> **TEXTE RETENU**
━━━━

Enfin, et cette fois il va bien falloir être un peu sérieux, la pub et le commerce sont partout autour de la darse. On ne peut pas en faire reproche aux organisateurs ni aux concurrents : une voile en kevlar et un mât en fibre de carbone coûtent des sommes gastronomiques. Heureusement que l’argent perd toute odeur quand le vent souffle du grand large. Tout de même, annuler des courses par vent faible pour arriver au port à heure fixe, parce qu’il faut vendre de la verroterie, c’est un peu beaucoup. Même le TGV Méditerranée n’a pas de ces scrupules chronographiques : il arrive à Nice quand il peut. TFV commence à ressembler furieusement au Tour cycliste. À quand le dopage ?

Sauf imprévu majeur les concurrents ne naviguent pas de nuit, ce qui est pourtant un art merveilleux ; il récompense des qualités humaines que tout le monde n’a pas. Dans le même ordre d‘idées, manchards et atlantistes vitupèrent la volage météo méditerranéenne au motif qu’elle ne donnerait pas la même chance à tous. C’est une conception véreuse de la démocratie, comme je m’en vais le démontrer. Il y a deux arguments. Le premier est qu’un navigateur compétent et attentif peut considérablement améliorer ses chances de trouver la bonne option tactique ; la météo n’est absolument pas une loterie. Le deuxième argument, c’est qu’un vent régulier accompagné d’une mer du même tonneau ne favorise pas le meilleur équipage mais le meilleur bateau, donc le plus cher. Montre-moi ta facture, je te dirai si tu gagnes. On pourrait aussi courir les régates dans un bassin de carène, ou les simuler sur un Cray. La prévision météo est un des derniers domaines où l’ordinateur ne fait pas mieux que l’homme, ne nous en privons pas ! Il y a un aléa, c’est vrai, mais il est maîtrisable et il donne l’opportunité d’exercer un talent de stratège : faut-il jouer l’option la plus probable ou celle qui donne une chance (même infime) de victoire ? Faut-il s’assurer d’une place honorable ou arriver soit premier, soit dernier, sans rien entre les deux ? Un statisticien- économiste devrait exceller à ce jeu. La prépondérance du commerce et de la professionnalisation pousse à la première solution (j’y reviens incessamment) tandis que les aficionados préfèrent évidemment la seconde. Ma dernière goutte de bile, mais il faut avoir subi la mal de mer sur un estomac déjà vidé pour savoir combien elle est amère, sera pour le règlement régissant les équipages. Qu’il y ait des professionnels, comment l’éviter ? Et pourquoi s’en plaindre ? Il faut bien donner à M6 quelque chose à se mettre sous la caméra. Mais on autorise les équipages étudiants à se faire renforcer par des pros, et ça c’est pas une bonne idée du tout. C’est pour les aider à figurer en bonne place, je n’en doute pas, mais ce n’est bénéfique qu’à courte vue. Pouce. Les équipiers ne tarissant pas d’éloges pour leurs cornacs, je dois à partir d’ici changer d’appellation.

━━━━

> **CONSIGNE A**
D'après le texte sur la course à la voile, les affirmations suivantes sont-elles exactes ? (i) Les concurrents naviguent d'ordinaire de nuit. (ii) La météo n'y est pas présentée comme une loterie. (iii) Les équipages étudiants n'ont pas le droit de se faire renforcer par des professionnels. Répondez par oui ou non à chacune, en citant les mots du texte qui tranchent.
> **CONSIGNE B**
Substituez « faraway » à « distant » dans toutes les lignes de données ci-dessous, sans rien modifier d'autre. Recopiez-les en omettant les images.

> **EXTRAITS DES LIGNES**
━━━━

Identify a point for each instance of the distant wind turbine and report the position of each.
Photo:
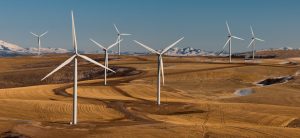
(119, 34)
(160, 66)
(39, 40)
(106, 55)
(74, 57)
(252, 43)
(230, 36)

━━━━

> **RÉSULTAT ATTENDU A**
(i) Non : « Sauf imprévu majeur les concurrents ne naviguent pas de nuit ».
(ii) Oui : « la météo n’est absolument pas une loterie ».
(iii) Non : « on autorise les équipages étudiants à se faire renforcer par des pros ».

> **RÉSULTAT ATTENDU B**
Identify a point for each instance of the faraway wind turbine and report the position of each.
Photo:
(119, 34)
(160, 66)
(39, 40)
(106, 55)
(74, 57)
(252, 43)
(230, 36)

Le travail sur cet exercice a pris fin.